## Written instruction a
In the records below, copy word for word the lines from the one containing "Annotation guideline — the target class is metal" through the one containing "209;156;272;209", including both of those lines.

Amar sadh na mitilo () is a Shyama Sangeet or more specifically a Kali Bhajan composed by Kamalakanta Bhattacharya. In this song the poet indicates the futility of desire and explains the hardships he had gone through in order to get rid of the same. Also we see him dissatisfied by the lovelessness of the society and thus wants to escape this world and praying to Goddess Kali to give him shelter. Pannalal Bhattacharya was famous for singing this song.

Lyrics

Ma ...
Amar sadh na mitilo,
Asha na purilo
Shakali phuraye jay Ma (x2)
Janamer sadh daki go Ma tore,
Kole tule nite aay Ma
Shakali phuraye jay Ma.

## Stored rows
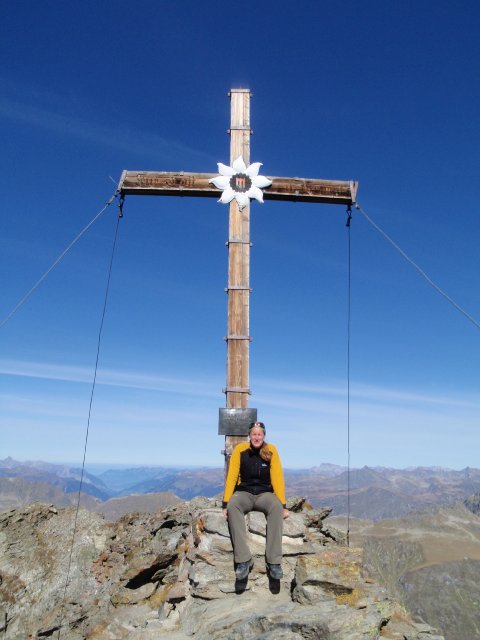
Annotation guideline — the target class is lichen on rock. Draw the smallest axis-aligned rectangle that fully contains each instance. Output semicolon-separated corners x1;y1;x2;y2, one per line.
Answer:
0;498;440;640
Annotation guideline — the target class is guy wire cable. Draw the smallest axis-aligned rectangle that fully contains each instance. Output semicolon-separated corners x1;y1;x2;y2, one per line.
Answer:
57;195;125;640
355;202;480;329
0;189;119;329
346;205;352;547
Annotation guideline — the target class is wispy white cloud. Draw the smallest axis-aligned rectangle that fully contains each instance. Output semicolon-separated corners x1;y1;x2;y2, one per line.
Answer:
0;82;216;170
0;359;480;468
0;360;215;396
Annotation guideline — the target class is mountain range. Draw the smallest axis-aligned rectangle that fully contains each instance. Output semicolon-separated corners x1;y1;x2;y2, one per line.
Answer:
0;458;480;520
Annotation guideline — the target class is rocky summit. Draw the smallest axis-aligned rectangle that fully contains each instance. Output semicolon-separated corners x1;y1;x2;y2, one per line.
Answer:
0;498;442;640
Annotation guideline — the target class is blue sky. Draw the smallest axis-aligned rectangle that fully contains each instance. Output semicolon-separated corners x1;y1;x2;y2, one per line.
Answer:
0;0;480;468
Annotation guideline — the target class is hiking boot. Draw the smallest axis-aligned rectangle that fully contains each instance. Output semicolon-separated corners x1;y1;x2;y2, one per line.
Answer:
235;558;253;580
267;562;283;580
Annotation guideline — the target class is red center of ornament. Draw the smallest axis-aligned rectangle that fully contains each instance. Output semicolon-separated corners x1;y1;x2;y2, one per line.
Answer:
230;173;252;193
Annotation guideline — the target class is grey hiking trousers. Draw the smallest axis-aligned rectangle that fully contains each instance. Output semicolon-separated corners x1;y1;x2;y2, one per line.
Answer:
227;491;283;564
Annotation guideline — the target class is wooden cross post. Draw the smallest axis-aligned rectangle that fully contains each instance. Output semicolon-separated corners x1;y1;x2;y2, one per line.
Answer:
118;89;358;468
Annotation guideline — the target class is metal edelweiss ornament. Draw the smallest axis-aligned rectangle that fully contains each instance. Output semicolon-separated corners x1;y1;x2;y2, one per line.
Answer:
209;156;272;209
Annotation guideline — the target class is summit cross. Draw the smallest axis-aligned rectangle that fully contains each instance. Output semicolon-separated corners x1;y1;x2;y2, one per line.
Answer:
118;89;358;466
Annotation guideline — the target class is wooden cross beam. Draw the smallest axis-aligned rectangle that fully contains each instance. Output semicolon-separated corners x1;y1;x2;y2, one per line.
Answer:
118;89;358;465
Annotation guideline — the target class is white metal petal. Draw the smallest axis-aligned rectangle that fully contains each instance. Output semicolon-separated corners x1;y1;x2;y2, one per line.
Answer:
219;187;235;204
232;156;247;175
252;176;272;189
235;193;250;209
217;162;235;176
246;162;262;178
209;176;230;191
246;186;263;202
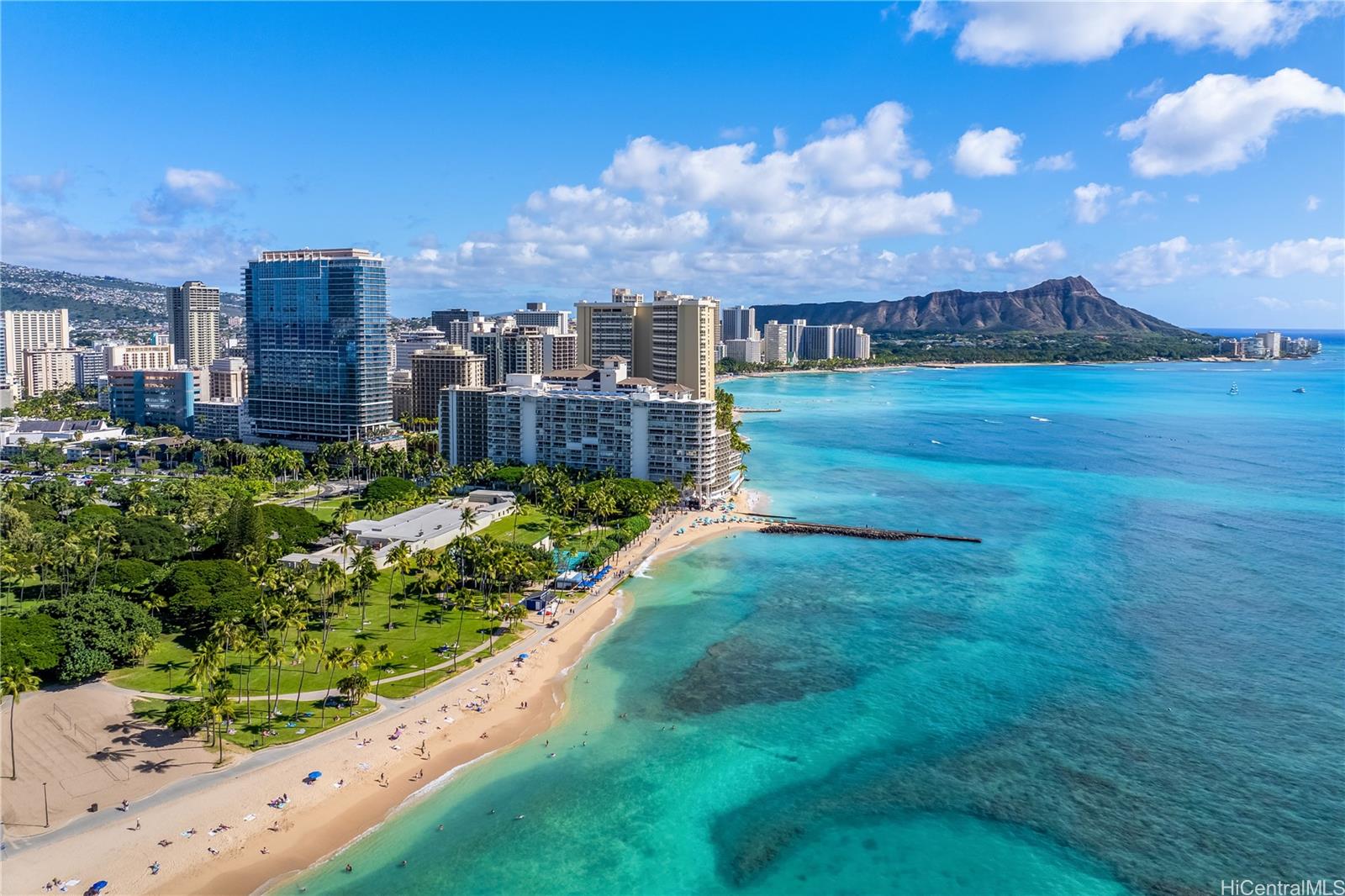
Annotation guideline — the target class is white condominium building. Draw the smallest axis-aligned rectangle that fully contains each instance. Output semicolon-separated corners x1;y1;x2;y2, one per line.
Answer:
482;366;737;497
106;342;177;370
168;280;219;367
0;308;70;387
648;292;720;398
574;289;654;368
23;349;79;398
762;320;794;365
721;305;760;342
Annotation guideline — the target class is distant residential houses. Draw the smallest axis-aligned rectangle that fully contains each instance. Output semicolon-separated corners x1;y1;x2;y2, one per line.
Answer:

## Written instruction b
According to the passage about the song "Amar sadh na mitilo," who composed it?

## Correct output a
Annotation guideline — the target class is metal edelweiss ornament. Draw the smallest axis-aligned rectangle that fully contains each instance. Output semicolon-separated corners x1;y1;x2;y2, one per line.
Answer:
209;156;272;209

## Correct output b
Kamalakanta Bhattacharya